--- Start TEXT SEGMENT ---

This process is supported by sophisticated marketing and communication. This, for example included also an online campaign to protect more Wilderness in Germany including a number of articles – Wildness in Germany,  approaching the general public and explaining the importance of this decision and showcasing wonderful shots of some of Germany’s most natural areas – from the Alps to the Wadden Sea.

The main objective of this approach is to disseminate Germany´s  Wilderness strategy to the society as much as possible. For example, the  films were targeted  at nature conservation events and festivals. The experience from this approach provides an excellent motivation and encouragement to the other European countries. The practical  outcome is that a large majority of Germans are in favour of protecting Wilderness.

As we can see, Germany is taking a pretty serious approach to the protection of Wilderness. We congratulate Germany on this decision. Nevertheless, it is obvious that not all of the proposal areas will immediately fulfil all of the criteria of the European Wilderness Quality Standard and Audit System. Nevertheless, several areas representing some of the best Wilderness in Germany can join the European Wilderness Network almost right away. We are glad that Germany is going to play a significant role in the European Wilderness Movement and help us increase the total area of certified Wilderness from currently 313.993 ha to 500.000 ha in Europe by 2020.

Max A E Rossberg
Chairman of the European Wilderness Society

5 thoughts on “Wilderness in Germany

  • Hi,

    this is a great map showing the status quo of Wild Areas according to the European Wilderness Definition. It shows the potential that exists, but also highlights between the lines the challenges. If you read the descriptions, you quickly see that almost all areas still allow hunting even in the Wilderness Zone. It also shows nicely the typical tourism pressure that Nationalparks category IUCN II have to master. Important information concerning “Habitat Fragmentation” and specifically issues like “Invasive Alien Species management” and “Fire Suppression regulations” are still missing. We already visited several of these areas in the last months and witnessed a good starting basis to quickly modify the respective management plans to comply with the European Wilderness Quality Definition and therefore officially including them in the European Wilderness Network.

--- End TEXT SEGMENT ---
--- Start DATA ENTRIES ---

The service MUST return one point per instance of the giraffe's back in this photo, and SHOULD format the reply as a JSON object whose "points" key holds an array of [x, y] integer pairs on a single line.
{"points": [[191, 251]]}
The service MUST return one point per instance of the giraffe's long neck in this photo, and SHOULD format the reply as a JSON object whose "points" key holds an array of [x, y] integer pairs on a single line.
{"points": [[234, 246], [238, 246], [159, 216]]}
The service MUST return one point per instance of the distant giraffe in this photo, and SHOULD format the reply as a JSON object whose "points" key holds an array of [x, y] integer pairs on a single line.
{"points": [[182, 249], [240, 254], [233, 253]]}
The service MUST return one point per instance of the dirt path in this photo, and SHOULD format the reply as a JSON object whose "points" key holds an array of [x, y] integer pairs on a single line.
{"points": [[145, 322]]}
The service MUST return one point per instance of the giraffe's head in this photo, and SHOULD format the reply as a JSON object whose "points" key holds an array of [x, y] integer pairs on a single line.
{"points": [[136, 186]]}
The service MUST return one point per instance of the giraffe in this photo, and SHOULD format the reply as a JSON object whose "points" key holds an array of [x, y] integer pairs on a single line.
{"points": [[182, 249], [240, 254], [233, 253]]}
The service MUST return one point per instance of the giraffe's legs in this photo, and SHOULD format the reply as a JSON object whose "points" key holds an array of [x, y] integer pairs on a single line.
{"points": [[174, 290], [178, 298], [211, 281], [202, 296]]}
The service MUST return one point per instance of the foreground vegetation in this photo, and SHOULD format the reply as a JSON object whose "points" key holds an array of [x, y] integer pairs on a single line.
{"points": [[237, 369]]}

--- End DATA ENTRIES ---

*WRITTEN INSTRUCTION A*. In the text on Wilderness in Germany, what total area of certified Wilderness in Europe is the goal for 2020?
*WRITTEN INSTRUCTION B*. Pick up the text on Wilderness in Germany after its final sentence and keep writing it.
The listing plays no part in what is asked here.

*ANSWER A*. 500.000 ha

*ANSWER B*.
    We are glad that Germany, with the support of the BfN and Wilderness Advocates like Dr. Fink, Prof Riecken, Dr. Klein, Dr. Scherfose und Dr.Ssymank and their team, has pushed for Wilderness for such a long time, that we now have a great basis to build upon. The fact that most of the areas are currently primarily Wild Areas is perfectly okay considering that over time they will move along the Wilderness Continuum as the human intervention and extraction is continuously reduced.

  • Hello,

    the status of Wilderness is Germany is the following: Germany pledged to commit 2% of its landscape as non-intervention and non-traction wilderness. To identify these areas, they started a biographical process in 2012 and discovered a total of 1,2 mil ha of potential wilderness, more than then 714.000 ha Germany wants to designate. Most of those areas are defect wild areas, but given time the degree of human impact would be reduced. A backbone of this list, are the National Park core zones which will cover 75% of the areas of National Parks. In addition, several ex military and mining areas are included in this list as well.

    The European Wilderness Society audits Wilderness areas to see if they comply with the European defined standard. This has been done with the areas listed on our Website, including one in Germany: Königsbrücker Heide. We are aware that there will be several areas calling themselves Wilderness, but in fact they will barely meet the criteria for Wild Areas. During the next few years, several potential Wilderness in Germany are keen to see if they can meet the European Standard and preliminary analysis has shown that we will have a few German Wilderness going the European Wilderness Network as audited and certified Wilderness.

  • Wildernessin Germany:
    It would be so nice if I could see at once WHERE a specifiec wilderness area (in Germany for instance) IS with the specific name of it!
    Now it remains very unclear.
    By clicking on a symbol on the article of “wilderness area Germany” I get a map of Europe with more “areas” (red symbols) and when I click on one to look for the specific name, details and location there is not showing any information.
    Quite unhandy.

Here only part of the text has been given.